* [GIVEN REQUEST]
Revise the stretch from the line that contains "segment --target=cloud" through the end of the data by changing "whole pixels" to "integer pixels" and leaving everything else unchanged. Return only those lines.

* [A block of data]
--- BEGIN ---
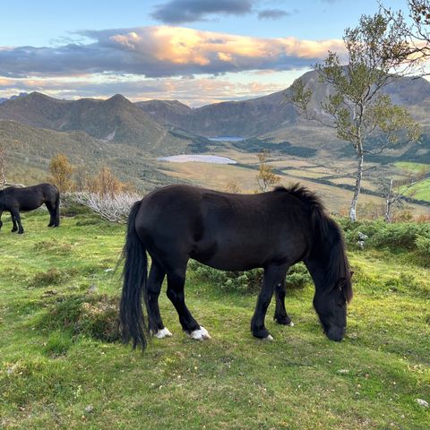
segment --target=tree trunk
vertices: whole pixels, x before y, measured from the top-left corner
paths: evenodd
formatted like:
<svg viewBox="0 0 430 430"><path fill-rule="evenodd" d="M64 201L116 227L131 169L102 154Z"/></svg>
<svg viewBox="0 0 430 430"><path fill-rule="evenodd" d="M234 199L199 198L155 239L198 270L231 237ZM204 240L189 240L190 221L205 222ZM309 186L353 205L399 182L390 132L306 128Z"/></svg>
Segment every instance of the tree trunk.
<svg viewBox="0 0 430 430"><path fill-rule="evenodd" d="M385 201L385 215L383 216L383 220L385 222L391 222L391 191L392 191L392 177L390 181L390 188L388 189L387 200Z"/></svg>
<svg viewBox="0 0 430 430"><path fill-rule="evenodd" d="M356 174L356 187L354 188L354 196L352 197L351 207L349 209L349 218L352 221L357 220L357 203L358 202L358 195L361 190L361 179L363 178L363 161L365 154L362 151L358 152L358 164Z"/></svg>

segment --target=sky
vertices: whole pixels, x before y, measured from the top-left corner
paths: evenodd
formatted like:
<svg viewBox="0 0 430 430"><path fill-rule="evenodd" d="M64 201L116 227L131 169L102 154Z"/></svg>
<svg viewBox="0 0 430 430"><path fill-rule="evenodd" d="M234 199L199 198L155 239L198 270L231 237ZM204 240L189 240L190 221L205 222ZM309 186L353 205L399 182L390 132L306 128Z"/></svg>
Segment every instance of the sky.
<svg viewBox="0 0 430 430"><path fill-rule="evenodd" d="M407 0L386 0L393 10ZM0 97L178 99L288 88L376 0L0 0Z"/></svg>

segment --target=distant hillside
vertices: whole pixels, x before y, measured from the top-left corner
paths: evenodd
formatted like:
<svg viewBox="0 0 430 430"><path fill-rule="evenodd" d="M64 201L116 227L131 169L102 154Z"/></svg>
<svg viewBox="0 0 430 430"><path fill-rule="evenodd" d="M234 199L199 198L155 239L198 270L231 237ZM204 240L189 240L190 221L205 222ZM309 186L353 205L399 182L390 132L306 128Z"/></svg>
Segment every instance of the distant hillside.
<svg viewBox="0 0 430 430"><path fill-rule="evenodd" d="M2 103L0 119L60 132L82 131L96 139L138 146L149 153L180 153L189 145L118 94L107 100L59 100L32 92Z"/></svg>
<svg viewBox="0 0 430 430"><path fill-rule="evenodd" d="M311 108L321 112L321 102L329 94L330 88L319 82L315 71L305 73L300 79L314 92ZM339 141L332 130L305 120L287 102L286 95L289 91L289 89L286 89L258 99L217 103L194 109L182 104L180 108L172 108L172 101L162 100L157 100L157 103L138 102L136 105L160 124L195 134L252 137L252 140L236 145L242 150L248 145L253 150L258 150L257 142L260 141L261 148L268 145L273 149L273 143L283 143L285 146L287 142L295 147L318 150L322 153L334 151L339 156L347 155L348 146ZM387 87L386 92L395 104L407 106L423 125L425 133L430 135L430 83L427 81L422 78L400 78ZM426 145L408 145L388 151L383 158L385 155L389 158L408 158L408 154L429 158L426 148Z"/></svg>
<svg viewBox="0 0 430 430"><path fill-rule="evenodd" d="M0 97L0 103L3 103L4 101L6 101L6 100L13 100L13 99L17 99L18 97L24 97L27 95L28 95L28 92L20 92L17 96L11 96L9 99Z"/></svg>
<svg viewBox="0 0 430 430"><path fill-rule="evenodd" d="M285 103L284 91L245 101L227 101L192 109L185 105L172 108L172 101L136 103L154 120L202 136L263 134L284 122L294 122L297 114Z"/></svg>
<svg viewBox="0 0 430 430"><path fill-rule="evenodd" d="M72 164L84 166L90 175L106 163L140 189L171 182L139 148L101 142L84 132L56 132L0 120L0 144L7 149L6 177L20 183L46 180L49 160L60 152Z"/></svg>

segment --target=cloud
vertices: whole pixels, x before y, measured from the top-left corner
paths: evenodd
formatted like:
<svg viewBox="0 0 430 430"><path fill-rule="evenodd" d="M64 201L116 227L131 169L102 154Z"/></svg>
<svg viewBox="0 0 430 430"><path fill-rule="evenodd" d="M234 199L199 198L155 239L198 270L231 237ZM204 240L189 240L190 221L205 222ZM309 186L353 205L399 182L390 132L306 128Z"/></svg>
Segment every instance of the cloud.
<svg viewBox="0 0 430 430"><path fill-rule="evenodd" d="M202 21L211 14L249 13L253 3L253 0L170 0L158 5L151 16L167 24L182 24Z"/></svg>
<svg viewBox="0 0 430 430"><path fill-rule="evenodd" d="M307 67L342 40L263 39L152 26L82 31L94 41L0 48L0 77L132 74L151 78Z"/></svg>
<svg viewBox="0 0 430 430"><path fill-rule="evenodd" d="M281 9L264 9L258 13L259 20L280 20L284 16L291 16L297 13L296 9L292 12L283 11Z"/></svg>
--- END ---
* [EXPECTED ANSWER]
segment --target=cloud
vertices: integer pixels, x before y, measured from the top-left corner
paths: evenodd
formatted like:
<svg viewBox="0 0 430 430"><path fill-rule="evenodd" d="M64 201L116 227L131 169L102 154Z"/></svg>
<svg viewBox="0 0 430 430"><path fill-rule="evenodd" d="M234 199L199 198L155 239L198 270L231 237ZM204 240L189 240L190 221L205 222ZM309 186L353 205L399 182L390 132L306 128Z"/></svg>
Segment every instance of the cloud.
<svg viewBox="0 0 430 430"><path fill-rule="evenodd" d="M202 21L211 14L249 13L253 3L253 0L170 0L158 5L151 16L167 24L182 24Z"/></svg>
<svg viewBox="0 0 430 430"><path fill-rule="evenodd" d="M307 67L342 40L263 39L152 26L82 31L94 41L0 48L0 77L132 74L151 78Z"/></svg>
<svg viewBox="0 0 430 430"><path fill-rule="evenodd" d="M281 9L264 9L258 13L259 20L280 20L284 16L291 16L297 13L296 9L292 12L283 11Z"/></svg>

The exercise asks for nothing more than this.